Instructions to follow |
Every line from the one with "green stalk, imagine" to the end of the data needs to be copied exactly, and no line before it.
#### Supplied material
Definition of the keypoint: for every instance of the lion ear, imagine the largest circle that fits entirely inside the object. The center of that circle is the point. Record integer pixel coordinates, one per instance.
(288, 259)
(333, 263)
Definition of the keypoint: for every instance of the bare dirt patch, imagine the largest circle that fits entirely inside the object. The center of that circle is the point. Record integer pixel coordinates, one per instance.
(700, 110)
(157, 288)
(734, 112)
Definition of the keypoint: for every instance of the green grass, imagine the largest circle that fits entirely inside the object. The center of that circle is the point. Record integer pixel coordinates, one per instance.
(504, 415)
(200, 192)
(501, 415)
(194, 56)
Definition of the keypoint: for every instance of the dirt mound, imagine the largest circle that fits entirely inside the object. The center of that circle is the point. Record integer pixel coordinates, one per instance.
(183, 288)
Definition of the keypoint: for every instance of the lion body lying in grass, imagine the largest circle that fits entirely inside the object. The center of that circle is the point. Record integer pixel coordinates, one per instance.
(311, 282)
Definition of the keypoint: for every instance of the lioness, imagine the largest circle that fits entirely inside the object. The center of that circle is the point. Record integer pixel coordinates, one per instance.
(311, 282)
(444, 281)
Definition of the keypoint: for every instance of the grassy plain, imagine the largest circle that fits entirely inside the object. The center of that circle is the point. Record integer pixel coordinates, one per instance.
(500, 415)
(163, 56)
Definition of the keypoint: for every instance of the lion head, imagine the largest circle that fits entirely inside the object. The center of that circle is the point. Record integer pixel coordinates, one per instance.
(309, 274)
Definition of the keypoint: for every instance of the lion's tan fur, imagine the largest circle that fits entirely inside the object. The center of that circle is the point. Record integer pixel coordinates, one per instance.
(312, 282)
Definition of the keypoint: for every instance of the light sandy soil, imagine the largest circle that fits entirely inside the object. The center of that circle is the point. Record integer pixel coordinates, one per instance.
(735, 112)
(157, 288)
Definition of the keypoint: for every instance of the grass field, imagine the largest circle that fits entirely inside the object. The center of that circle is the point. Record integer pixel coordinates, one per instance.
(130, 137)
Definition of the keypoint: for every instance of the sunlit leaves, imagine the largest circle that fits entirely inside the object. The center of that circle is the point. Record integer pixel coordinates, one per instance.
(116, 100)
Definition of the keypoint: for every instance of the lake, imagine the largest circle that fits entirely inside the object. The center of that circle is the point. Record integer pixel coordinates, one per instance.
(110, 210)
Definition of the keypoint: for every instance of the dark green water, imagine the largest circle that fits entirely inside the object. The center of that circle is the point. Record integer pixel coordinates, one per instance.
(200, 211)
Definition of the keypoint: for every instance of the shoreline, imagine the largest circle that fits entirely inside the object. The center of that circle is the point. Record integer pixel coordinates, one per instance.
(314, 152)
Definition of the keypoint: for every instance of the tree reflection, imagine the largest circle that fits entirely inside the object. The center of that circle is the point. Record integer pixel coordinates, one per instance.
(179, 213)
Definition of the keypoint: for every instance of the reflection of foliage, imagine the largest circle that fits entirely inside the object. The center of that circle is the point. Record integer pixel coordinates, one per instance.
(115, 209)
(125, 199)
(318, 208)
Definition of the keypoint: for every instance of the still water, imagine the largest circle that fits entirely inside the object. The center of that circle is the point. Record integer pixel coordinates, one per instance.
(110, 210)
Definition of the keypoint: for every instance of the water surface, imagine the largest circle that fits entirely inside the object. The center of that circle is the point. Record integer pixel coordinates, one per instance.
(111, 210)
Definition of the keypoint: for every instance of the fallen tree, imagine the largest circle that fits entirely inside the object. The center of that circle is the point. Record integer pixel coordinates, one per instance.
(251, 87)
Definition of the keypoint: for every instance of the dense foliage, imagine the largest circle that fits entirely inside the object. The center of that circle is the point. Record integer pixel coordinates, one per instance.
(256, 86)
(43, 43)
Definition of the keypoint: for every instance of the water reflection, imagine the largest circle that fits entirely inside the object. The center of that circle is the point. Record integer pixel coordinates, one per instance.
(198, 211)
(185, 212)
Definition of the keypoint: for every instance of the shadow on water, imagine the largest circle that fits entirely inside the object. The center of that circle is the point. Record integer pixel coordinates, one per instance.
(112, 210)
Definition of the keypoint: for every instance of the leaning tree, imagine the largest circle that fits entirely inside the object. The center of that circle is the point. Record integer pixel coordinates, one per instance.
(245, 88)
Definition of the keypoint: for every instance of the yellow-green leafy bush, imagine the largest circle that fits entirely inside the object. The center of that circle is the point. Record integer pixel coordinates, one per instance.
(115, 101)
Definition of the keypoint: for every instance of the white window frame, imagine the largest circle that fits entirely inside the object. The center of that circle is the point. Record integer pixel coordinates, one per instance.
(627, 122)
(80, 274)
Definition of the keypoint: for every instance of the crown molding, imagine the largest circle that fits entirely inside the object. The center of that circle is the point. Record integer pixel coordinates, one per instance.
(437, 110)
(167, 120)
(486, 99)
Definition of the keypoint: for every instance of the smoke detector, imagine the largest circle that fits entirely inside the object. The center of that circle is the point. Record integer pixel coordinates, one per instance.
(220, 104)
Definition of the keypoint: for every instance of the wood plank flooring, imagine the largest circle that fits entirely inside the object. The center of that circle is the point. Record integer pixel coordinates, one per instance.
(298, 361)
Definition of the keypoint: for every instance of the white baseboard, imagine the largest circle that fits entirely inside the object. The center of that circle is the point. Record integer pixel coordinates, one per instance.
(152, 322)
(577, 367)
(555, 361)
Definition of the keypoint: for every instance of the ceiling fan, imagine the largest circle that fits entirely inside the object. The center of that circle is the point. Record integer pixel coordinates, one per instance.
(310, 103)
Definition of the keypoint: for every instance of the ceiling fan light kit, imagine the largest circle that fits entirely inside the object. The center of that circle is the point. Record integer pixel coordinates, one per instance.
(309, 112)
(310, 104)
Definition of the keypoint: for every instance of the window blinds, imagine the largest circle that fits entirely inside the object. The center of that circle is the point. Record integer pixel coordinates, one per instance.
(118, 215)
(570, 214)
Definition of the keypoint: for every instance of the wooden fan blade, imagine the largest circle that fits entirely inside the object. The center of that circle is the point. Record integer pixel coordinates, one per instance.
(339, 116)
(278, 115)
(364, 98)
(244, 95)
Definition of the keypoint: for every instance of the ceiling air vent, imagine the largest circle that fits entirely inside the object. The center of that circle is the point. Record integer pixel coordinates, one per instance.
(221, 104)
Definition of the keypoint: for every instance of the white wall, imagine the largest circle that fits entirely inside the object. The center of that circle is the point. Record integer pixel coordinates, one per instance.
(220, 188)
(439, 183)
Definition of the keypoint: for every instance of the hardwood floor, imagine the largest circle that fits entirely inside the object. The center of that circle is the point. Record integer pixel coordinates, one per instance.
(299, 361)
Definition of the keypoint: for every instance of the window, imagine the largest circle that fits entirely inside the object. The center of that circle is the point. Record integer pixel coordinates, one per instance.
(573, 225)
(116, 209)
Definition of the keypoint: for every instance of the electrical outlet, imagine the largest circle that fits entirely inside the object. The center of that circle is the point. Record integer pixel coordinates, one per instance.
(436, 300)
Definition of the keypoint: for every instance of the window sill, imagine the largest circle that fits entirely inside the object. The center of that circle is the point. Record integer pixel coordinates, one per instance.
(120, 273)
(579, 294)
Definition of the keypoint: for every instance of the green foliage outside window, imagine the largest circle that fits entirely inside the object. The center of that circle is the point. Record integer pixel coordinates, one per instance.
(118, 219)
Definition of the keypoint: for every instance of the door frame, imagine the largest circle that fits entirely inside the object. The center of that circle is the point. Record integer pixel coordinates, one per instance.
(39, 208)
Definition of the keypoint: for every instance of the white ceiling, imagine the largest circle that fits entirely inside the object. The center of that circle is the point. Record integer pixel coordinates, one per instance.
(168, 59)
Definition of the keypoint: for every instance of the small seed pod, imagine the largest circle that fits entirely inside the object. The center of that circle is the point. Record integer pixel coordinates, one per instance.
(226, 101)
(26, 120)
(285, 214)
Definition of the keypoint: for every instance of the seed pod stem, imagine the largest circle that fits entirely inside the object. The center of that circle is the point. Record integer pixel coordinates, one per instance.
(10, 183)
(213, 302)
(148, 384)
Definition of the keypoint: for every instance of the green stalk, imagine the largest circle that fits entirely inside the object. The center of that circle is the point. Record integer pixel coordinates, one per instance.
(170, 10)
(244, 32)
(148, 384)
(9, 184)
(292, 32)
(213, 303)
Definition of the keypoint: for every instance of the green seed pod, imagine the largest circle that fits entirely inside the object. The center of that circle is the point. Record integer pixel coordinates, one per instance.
########
The completed task |
Definition of the keypoint: for every instance of the green stalk, imagine the largest circle that fits entirely inside the object. The center of that circle is the point. Record integer pixel coordinates, one per instance.
(170, 10)
(244, 32)
(148, 384)
(9, 184)
(292, 32)
(213, 303)
Definition of the keypoint: for every instance of the green seed pod, imagine the largest circle that fits entirely inside the object. The center of that circle is the point. Record integer pixel coordinates, one per instance.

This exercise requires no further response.